• _Selected extract_
Feminists, despite their vaunted aggressive postures, could make for better partners and they tend to have stronger romantic relationships, says Laurie Rudman of Rutgers University in the US.
In an earlier research she had found girls tended to distance themselves from feminism fearing rejection by males.
A majority of college-age respondents agreed with such statements as "Most men would probably not want to date a feminist" and "Romance depends, in part, on men being allowed to be in charge."
This was alarming to Rudman, who is old enough to remember the heyday of the women's rights movement in the 1970s. Continued efforts to achieve gender equality could be seriously hurt, she reasoned, if women (and men) think it comes at the expense of love.
So, with the help of graduate student Julie Phelan, she set about trying to determine if there was any truth to the notion that feminists are more likely than traditional women to have crummy relationships.
The results, appearing in the online edition of the peer-reviewed journal Sex Roles, show that for both women and men there was a benefit to having a feminist partner. Feminist women were also more likely than others to be in a romantic relationship.
"If you're a woman paired with a male feminist," said Rudman, "you have a healthier relationship across the board"—better in terms of relationship quality, equality, stability and sexual satisfaction.
"And men paired with female feminists have greater sexual satisfaction and greater relationship stability," she said. "So, [there were] higher scores on two of the four dimensions, with no difference on the other two."
There you have it: Feminists are sexy.
"Contrary to popular beliefs, feminism does not disrupt men's pleasure in the bedroom," said Rudman.
That makes perfect sense to counselors like Gina Ogden, who says "the cultural missionary position—man on top" isn't conducive to romance.
"If a relationship is based on authoritarian control, keeping one person on top and the other underneath, it gets old pretty fast—for both partners, really," said Ogden, a Boston sex therapist who surveyed 3,810 people for her book "The Heart and Soul of Sex."

• _Provided material_
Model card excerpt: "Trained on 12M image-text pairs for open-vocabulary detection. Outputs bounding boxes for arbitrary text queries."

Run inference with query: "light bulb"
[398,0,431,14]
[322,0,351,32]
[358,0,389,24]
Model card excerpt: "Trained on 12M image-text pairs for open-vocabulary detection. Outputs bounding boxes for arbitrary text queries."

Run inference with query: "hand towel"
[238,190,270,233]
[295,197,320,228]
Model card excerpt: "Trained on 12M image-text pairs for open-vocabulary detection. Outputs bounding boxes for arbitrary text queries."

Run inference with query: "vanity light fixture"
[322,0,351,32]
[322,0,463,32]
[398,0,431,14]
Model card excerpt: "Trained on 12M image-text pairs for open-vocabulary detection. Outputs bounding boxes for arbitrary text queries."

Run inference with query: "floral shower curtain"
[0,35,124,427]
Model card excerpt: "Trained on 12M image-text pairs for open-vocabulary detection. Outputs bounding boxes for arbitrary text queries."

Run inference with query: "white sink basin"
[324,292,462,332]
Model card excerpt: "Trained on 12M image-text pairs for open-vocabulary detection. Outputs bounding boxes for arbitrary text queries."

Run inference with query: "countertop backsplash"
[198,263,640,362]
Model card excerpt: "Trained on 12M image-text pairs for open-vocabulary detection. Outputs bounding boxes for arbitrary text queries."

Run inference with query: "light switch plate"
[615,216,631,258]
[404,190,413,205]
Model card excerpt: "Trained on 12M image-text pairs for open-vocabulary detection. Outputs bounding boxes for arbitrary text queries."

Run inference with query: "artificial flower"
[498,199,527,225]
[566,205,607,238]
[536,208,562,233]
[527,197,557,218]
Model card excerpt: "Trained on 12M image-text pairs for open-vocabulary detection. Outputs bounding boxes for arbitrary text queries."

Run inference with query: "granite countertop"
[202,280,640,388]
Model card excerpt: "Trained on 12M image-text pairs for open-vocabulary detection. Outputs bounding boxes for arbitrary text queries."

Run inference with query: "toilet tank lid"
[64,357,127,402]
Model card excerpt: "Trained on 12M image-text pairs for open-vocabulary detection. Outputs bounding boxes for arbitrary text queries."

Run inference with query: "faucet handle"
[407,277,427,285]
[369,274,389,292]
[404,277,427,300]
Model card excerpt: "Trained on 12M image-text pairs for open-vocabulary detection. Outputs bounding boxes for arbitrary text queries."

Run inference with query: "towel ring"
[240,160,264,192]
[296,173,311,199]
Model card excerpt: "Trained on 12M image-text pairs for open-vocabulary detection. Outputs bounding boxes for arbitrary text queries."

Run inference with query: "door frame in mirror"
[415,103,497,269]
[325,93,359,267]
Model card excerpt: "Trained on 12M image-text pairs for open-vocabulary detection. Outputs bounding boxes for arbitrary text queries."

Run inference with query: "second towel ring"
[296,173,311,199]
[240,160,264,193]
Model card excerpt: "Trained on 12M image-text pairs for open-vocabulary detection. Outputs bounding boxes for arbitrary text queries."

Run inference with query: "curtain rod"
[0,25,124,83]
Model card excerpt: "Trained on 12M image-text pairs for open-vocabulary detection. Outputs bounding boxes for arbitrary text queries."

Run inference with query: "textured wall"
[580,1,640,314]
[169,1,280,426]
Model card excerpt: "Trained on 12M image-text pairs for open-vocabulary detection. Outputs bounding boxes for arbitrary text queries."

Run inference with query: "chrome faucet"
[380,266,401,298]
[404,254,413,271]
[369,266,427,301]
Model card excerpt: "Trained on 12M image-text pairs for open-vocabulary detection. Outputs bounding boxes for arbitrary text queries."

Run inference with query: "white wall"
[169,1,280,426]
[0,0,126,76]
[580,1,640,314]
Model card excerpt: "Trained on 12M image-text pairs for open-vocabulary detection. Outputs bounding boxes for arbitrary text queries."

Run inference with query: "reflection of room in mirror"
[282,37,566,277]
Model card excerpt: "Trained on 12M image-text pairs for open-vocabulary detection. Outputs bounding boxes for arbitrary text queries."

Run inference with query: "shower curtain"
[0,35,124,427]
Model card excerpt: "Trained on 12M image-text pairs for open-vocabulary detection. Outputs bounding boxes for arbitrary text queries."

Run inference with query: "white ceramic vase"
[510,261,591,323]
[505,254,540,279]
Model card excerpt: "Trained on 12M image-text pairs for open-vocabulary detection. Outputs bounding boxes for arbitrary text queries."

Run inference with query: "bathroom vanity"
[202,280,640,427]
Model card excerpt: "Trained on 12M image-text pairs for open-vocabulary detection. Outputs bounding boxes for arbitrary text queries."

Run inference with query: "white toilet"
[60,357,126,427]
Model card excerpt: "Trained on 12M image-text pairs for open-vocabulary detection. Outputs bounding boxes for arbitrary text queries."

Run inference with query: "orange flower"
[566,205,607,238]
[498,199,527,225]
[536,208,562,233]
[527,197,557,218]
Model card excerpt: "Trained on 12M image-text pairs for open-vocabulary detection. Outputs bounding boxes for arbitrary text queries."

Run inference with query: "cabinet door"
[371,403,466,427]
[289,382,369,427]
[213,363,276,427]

• _Task list_
a) Answer these questions from the article on feminists and relationships:
(i) At which university does Laurie Rudman work?
(ii) In which journal did the results of the study appear?
(iii) How many people did Gina Ogden survey for her book?
b) Print the part of the article on feminists and relationships from "The results, appearing" to "Feminists are sexy.".

• _Outputs by task_
a)
(i) Rutgers University
(ii) Sex Roles
(iii) 3,810

b)
The results, appearing in the online edition of the peer-reviewed journal Sex Roles, show that for both women and men there was a benefit to having a feminist partner. Feminist women were also more likely than others to be in a romantic relationship.
"If you're a woman paired with a male feminist," said Rudman, "you have a healthier relationship across the board"—better in terms of relationship quality, equality, stability and sexual satisfaction.
"And men paired with female feminists have greater sexual satisfaction and greater relationship stability," she said. "So, [there were] higher scores on two of the four dimensions, with no difference on the other two."
There you have it: Feminists are sexy.